» **EXERCISE BRIEF**: Reproduce exactly the lines beginning with the line that contains "point: orange marker" and ending at the final line of the material below.

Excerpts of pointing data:
Start

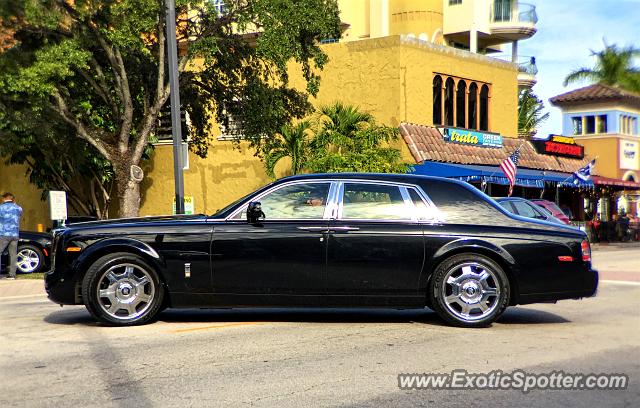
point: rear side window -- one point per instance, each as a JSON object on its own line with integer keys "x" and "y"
{"x": 373, "y": 202}
{"x": 458, "y": 205}
{"x": 423, "y": 211}
{"x": 525, "y": 210}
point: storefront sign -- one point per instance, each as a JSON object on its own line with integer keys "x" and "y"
{"x": 559, "y": 146}
{"x": 58, "y": 205}
{"x": 471, "y": 137}
{"x": 629, "y": 155}
{"x": 189, "y": 205}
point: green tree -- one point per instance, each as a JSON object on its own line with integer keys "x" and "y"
{"x": 99, "y": 68}
{"x": 530, "y": 113}
{"x": 614, "y": 66}
{"x": 348, "y": 140}
{"x": 292, "y": 141}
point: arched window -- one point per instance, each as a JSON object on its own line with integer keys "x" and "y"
{"x": 472, "y": 106}
{"x": 484, "y": 108}
{"x": 448, "y": 101}
{"x": 461, "y": 93}
{"x": 437, "y": 100}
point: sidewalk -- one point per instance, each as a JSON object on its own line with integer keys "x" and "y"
{"x": 21, "y": 287}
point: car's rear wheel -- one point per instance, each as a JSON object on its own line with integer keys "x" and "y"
{"x": 469, "y": 290}
{"x": 122, "y": 289}
{"x": 29, "y": 259}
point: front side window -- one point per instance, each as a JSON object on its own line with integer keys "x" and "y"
{"x": 374, "y": 202}
{"x": 295, "y": 201}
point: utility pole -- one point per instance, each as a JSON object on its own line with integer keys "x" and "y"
{"x": 174, "y": 85}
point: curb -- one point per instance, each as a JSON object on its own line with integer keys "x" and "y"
{"x": 21, "y": 287}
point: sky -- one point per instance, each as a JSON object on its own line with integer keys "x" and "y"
{"x": 567, "y": 31}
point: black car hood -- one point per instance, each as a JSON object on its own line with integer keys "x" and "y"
{"x": 134, "y": 221}
{"x": 34, "y": 236}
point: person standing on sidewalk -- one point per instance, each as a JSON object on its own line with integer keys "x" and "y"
{"x": 10, "y": 214}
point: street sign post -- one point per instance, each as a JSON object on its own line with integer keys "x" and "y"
{"x": 58, "y": 205}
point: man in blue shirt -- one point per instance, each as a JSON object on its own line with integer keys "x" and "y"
{"x": 10, "y": 214}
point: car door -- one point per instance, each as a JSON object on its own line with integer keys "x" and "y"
{"x": 281, "y": 259}
{"x": 375, "y": 249}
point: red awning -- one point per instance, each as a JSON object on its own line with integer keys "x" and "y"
{"x": 615, "y": 182}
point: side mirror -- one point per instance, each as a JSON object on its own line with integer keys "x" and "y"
{"x": 254, "y": 212}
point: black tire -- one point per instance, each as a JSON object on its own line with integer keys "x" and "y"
{"x": 459, "y": 290}
{"x": 26, "y": 260}
{"x": 132, "y": 293}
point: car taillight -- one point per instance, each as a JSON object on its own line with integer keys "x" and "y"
{"x": 586, "y": 251}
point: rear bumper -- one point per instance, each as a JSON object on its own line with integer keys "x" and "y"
{"x": 589, "y": 289}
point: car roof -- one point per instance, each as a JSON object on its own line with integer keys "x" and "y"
{"x": 407, "y": 178}
{"x": 510, "y": 199}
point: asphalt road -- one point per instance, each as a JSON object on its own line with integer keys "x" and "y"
{"x": 53, "y": 357}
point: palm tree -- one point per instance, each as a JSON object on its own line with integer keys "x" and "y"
{"x": 350, "y": 140}
{"x": 530, "y": 115}
{"x": 292, "y": 142}
{"x": 339, "y": 125}
{"x": 614, "y": 66}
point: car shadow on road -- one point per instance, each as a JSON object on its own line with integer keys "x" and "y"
{"x": 517, "y": 315}
{"x": 306, "y": 315}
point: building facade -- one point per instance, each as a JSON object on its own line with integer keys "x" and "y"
{"x": 604, "y": 119}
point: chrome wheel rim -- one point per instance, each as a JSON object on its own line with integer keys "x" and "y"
{"x": 125, "y": 291}
{"x": 27, "y": 260}
{"x": 471, "y": 291}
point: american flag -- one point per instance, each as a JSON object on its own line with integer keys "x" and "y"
{"x": 510, "y": 167}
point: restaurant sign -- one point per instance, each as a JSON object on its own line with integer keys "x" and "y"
{"x": 470, "y": 137}
{"x": 559, "y": 146}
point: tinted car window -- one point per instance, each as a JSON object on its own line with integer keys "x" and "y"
{"x": 296, "y": 201}
{"x": 373, "y": 201}
{"x": 423, "y": 211}
{"x": 507, "y": 206}
{"x": 525, "y": 209}
{"x": 459, "y": 205}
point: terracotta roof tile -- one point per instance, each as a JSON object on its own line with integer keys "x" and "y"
{"x": 426, "y": 144}
{"x": 596, "y": 93}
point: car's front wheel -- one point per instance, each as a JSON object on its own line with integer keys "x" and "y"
{"x": 469, "y": 290}
{"x": 122, "y": 289}
{"x": 29, "y": 259}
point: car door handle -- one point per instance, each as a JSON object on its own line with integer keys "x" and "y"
{"x": 343, "y": 229}
{"x": 314, "y": 229}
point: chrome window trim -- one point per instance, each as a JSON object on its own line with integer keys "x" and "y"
{"x": 400, "y": 186}
{"x": 278, "y": 187}
{"x": 439, "y": 218}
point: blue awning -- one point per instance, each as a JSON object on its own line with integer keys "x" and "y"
{"x": 493, "y": 174}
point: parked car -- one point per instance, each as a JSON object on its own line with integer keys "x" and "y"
{"x": 526, "y": 208}
{"x": 327, "y": 240}
{"x": 553, "y": 209}
{"x": 33, "y": 252}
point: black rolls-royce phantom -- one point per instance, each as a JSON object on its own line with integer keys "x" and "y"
{"x": 326, "y": 240}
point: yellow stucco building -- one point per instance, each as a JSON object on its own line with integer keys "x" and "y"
{"x": 415, "y": 61}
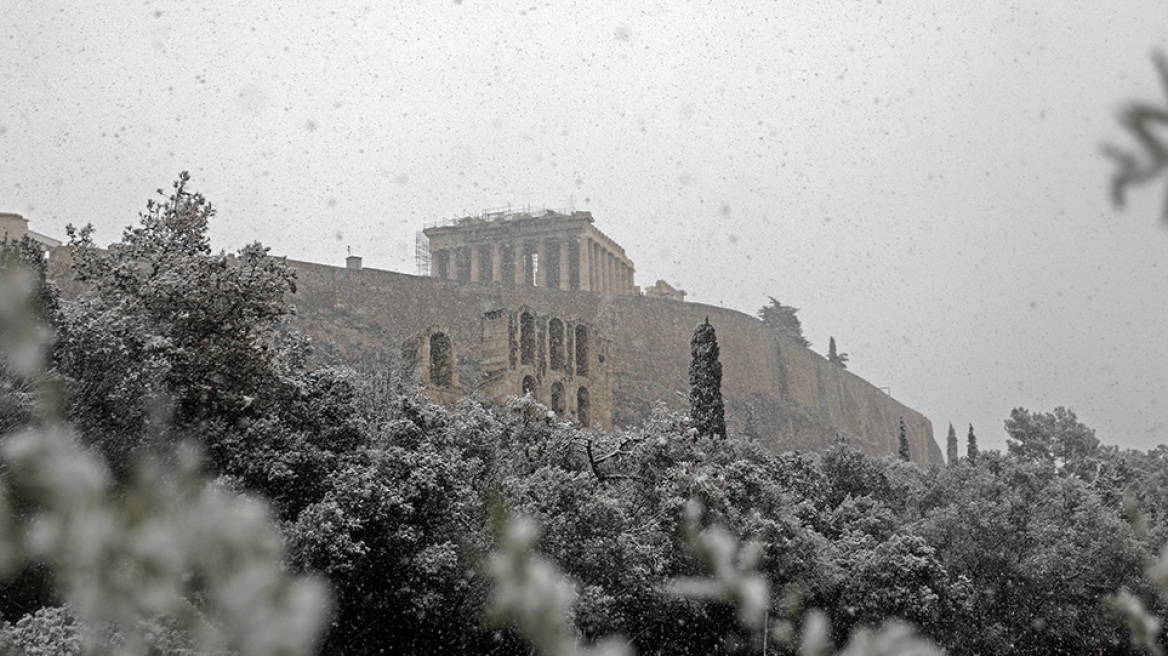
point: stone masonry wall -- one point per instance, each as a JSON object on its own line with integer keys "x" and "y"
{"x": 785, "y": 395}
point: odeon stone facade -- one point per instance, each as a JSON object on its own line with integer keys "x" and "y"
{"x": 637, "y": 357}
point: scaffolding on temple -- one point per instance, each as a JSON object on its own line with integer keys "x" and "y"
{"x": 422, "y": 253}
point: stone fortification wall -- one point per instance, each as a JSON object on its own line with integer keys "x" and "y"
{"x": 785, "y": 395}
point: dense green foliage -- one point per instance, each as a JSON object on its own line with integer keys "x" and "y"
{"x": 951, "y": 453}
{"x": 784, "y": 320}
{"x": 389, "y": 496}
{"x": 836, "y": 358}
{"x": 706, "y": 407}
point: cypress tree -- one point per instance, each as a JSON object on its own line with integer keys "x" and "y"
{"x": 972, "y": 448}
{"x": 836, "y": 358}
{"x": 706, "y": 407}
{"x": 904, "y": 441}
{"x": 951, "y": 446}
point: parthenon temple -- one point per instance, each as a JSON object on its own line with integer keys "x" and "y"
{"x": 554, "y": 249}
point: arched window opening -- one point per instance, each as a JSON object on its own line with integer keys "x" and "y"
{"x": 556, "y": 344}
{"x": 442, "y": 361}
{"x": 581, "y": 350}
{"x": 582, "y": 407}
{"x": 527, "y": 339}
{"x": 557, "y": 397}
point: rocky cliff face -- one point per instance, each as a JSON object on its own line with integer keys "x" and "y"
{"x": 784, "y": 395}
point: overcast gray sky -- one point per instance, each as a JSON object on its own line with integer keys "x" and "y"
{"x": 923, "y": 179}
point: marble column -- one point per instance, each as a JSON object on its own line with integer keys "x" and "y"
{"x": 496, "y": 263}
{"x": 541, "y": 271}
{"x": 518, "y": 250}
{"x": 565, "y": 263}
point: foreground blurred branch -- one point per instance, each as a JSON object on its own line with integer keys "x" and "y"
{"x": 165, "y": 550}
{"x": 1140, "y": 120}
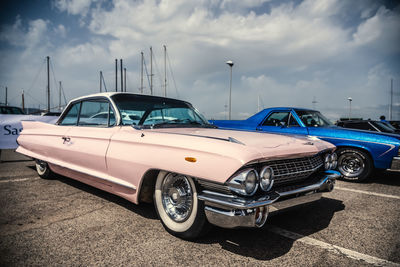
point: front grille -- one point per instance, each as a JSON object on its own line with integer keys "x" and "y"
{"x": 292, "y": 170}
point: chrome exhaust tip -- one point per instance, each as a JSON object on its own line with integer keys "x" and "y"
{"x": 329, "y": 185}
{"x": 261, "y": 216}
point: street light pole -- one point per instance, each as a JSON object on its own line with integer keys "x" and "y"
{"x": 230, "y": 63}
{"x": 350, "y": 99}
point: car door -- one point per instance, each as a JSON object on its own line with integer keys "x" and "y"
{"x": 87, "y": 141}
{"x": 282, "y": 121}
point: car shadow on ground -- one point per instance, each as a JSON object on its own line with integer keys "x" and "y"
{"x": 387, "y": 177}
{"x": 263, "y": 244}
{"x": 260, "y": 244}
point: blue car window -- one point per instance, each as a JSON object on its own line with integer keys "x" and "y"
{"x": 277, "y": 119}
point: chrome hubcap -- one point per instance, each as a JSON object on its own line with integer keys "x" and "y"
{"x": 41, "y": 165}
{"x": 351, "y": 164}
{"x": 177, "y": 197}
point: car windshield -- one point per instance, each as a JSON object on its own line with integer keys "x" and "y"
{"x": 384, "y": 127}
{"x": 313, "y": 118}
{"x": 152, "y": 112}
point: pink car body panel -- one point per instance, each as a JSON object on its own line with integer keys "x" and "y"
{"x": 115, "y": 159}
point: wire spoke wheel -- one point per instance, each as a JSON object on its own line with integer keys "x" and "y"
{"x": 177, "y": 197}
{"x": 354, "y": 164}
{"x": 177, "y": 206}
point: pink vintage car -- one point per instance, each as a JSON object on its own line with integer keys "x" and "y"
{"x": 146, "y": 148}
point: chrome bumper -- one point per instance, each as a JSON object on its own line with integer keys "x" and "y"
{"x": 395, "y": 163}
{"x": 230, "y": 211}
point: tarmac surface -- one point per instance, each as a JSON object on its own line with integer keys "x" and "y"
{"x": 64, "y": 222}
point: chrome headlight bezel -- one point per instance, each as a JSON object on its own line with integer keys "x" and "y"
{"x": 266, "y": 178}
{"x": 330, "y": 161}
{"x": 333, "y": 161}
{"x": 244, "y": 182}
{"x": 327, "y": 161}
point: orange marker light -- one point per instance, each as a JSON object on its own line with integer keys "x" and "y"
{"x": 190, "y": 159}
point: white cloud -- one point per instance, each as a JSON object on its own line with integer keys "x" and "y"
{"x": 381, "y": 31}
{"x": 74, "y": 7}
{"x": 286, "y": 56}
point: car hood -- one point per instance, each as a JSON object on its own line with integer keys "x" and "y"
{"x": 266, "y": 145}
{"x": 339, "y": 132}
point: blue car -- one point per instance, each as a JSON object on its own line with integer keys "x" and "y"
{"x": 359, "y": 152}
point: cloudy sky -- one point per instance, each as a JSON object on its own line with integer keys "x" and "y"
{"x": 285, "y": 53}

End

» **SOLUTION FOR THIS PROBLEM**:
point: orange marker light -- one point per instance, each as a JSON object on its own line with integer keys "x" and "y"
{"x": 190, "y": 159}
point: white cloud -- one point per instance, each as a JSON object on its own line with integer keys "x" and "y"
{"x": 381, "y": 31}
{"x": 74, "y": 7}
{"x": 286, "y": 56}
point: car hood -- one point per instance, each as a JSON object on its own line with integer keys "x" and "y"
{"x": 266, "y": 145}
{"x": 339, "y": 132}
point: blue car -- one point per instance, each as a JSON object on its own line with integer keys "x" and "y"
{"x": 359, "y": 152}
point: cloudy sky -- one point per instance, each as a JSON object on its own line with integer keys "x" and "y"
{"x": 285, "y": 53}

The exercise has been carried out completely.